# Task to complete
Copy out all the rows below with "exterior boundary" in place of every "outer ring", changing nothing else.

# Records for processing
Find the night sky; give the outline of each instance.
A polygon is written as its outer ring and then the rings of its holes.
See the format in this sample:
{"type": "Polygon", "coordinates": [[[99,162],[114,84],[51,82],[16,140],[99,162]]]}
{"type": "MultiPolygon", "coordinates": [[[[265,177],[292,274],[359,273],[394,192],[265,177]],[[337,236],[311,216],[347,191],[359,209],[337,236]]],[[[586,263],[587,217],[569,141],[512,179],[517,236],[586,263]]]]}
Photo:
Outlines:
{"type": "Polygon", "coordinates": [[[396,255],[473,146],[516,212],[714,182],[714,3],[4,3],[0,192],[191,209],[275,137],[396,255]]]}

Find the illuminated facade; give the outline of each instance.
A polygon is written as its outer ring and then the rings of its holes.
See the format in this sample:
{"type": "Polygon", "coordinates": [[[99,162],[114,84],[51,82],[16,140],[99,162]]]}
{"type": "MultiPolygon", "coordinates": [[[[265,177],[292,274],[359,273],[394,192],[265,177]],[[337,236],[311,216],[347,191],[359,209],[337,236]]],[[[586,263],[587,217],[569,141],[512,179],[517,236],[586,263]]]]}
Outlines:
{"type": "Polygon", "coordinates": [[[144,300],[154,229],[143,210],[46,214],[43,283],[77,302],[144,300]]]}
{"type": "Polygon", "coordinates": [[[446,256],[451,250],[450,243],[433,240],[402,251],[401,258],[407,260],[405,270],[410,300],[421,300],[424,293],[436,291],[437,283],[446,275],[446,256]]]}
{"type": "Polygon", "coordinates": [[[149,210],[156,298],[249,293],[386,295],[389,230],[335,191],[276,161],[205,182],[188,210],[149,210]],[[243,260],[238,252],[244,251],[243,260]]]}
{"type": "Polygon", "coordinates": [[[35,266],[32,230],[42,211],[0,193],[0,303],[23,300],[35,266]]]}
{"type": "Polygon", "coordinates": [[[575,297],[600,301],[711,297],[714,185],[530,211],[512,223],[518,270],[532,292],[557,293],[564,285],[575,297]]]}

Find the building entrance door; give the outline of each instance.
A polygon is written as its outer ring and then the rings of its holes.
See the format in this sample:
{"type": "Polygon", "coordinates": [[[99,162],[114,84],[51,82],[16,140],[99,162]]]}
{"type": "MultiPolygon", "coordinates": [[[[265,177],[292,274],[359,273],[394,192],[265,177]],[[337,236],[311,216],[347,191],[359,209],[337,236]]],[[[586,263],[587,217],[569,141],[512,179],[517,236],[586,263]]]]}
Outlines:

# Answer to the problem
Find the night sky; give the outline of each instance.
A polygon is written as its exterior boundary and then the rings of its holes.
See the format in this sample:
{"type": "Polygon", "coordinates": [[[99,162],[114,84],[51,82],[16,140],[99,162]]]}
{"type": "MultiPolygon", "coordinates": [[[[265,177],[292,274],[359,273],[394,192],[265,177]],[[337,236],[311,216],[347,191],[359,209],[337,236]]],[[[586,263],[587,217],[569,141],[512,179],[517,236],[586,263]]]]}
Photo:
Outlines:
{"type": "Polygon", "coordinates": [[[396,255],[473,146],[516,212],[714,182],[714,3],[4,3],[0,192],[191,209],[275,137],[396,255]]]}

Find the illuminated facade; give the outline of each instance.
A polygon is written as its exterior boundary and then the rings of its holes.
See the format in this sample:
{"type": "Polygon", "coordinates": [[[99,162],[114,84],[51,82],[16,140],[99,162]]]}
{"type": "MultiPolygon", "coordinates": [[[[265,177],[292,274],[359,273],[394,192],[265,177]],[[337,236],[311,216],[347,191],[359,209],[337,236]]],[[[586,263],[587,217],[569,141],[512,179],[517,236],[586,263]]]]}
Outlines:
{"type": "Polygon", "coordinates": [[[144,300],[154,229],[143,210],[46,214],[43,283],[77,302],[144,300]]]}
{"type": "Polygon", "coordinates": [[[446,256],[451,250],[450,243],[433,240],[402,251],[401,258],[407,260],[405,270],[410,300],[421,300],[424,293],[436,291],[437,283],[446,275],[446,256]]]}
{"type": "Polygon", "coordinates": [[[149,210],[156,298],[249,293],[386,295],[389,230],[335,191],[276,161],[205,182],[188,210],[149,210]],[[243,260],[238,252],[244,251],[243,260]]]}
{"type": "Polygon", "coordinates": [[[35,266],[32,230],[42,211],[0,193],[0,303],[23,300],[35,266]]]}
{"type": "Polygon", "coordinates": [[[575,297],[600,301],[711,297],[714,185],[530,211],[512,223],[518,270],[532,292],[557,293],[564,285],[575,297]]]}

Find the building entrance door; give the outline of each instance.
A polygon is written as its exterior boundary and then the rings of its holes.
See the format in this sample:
{"type": "Polygon", "coordinates": [[[99,162],[114,84],[51,82],[16,140],[99,162]]]}
{"type": "MultiPolygon", "coordinates": [[[[265,177],[292,274],[359,273],[394,192],[265,177]],[[337,236],[311,216],[347,191],[359,209],[337,236]]],[[[586,263],[587,217],[569,141],[512,179],[517,236],[586,263]]]]}
Outlines:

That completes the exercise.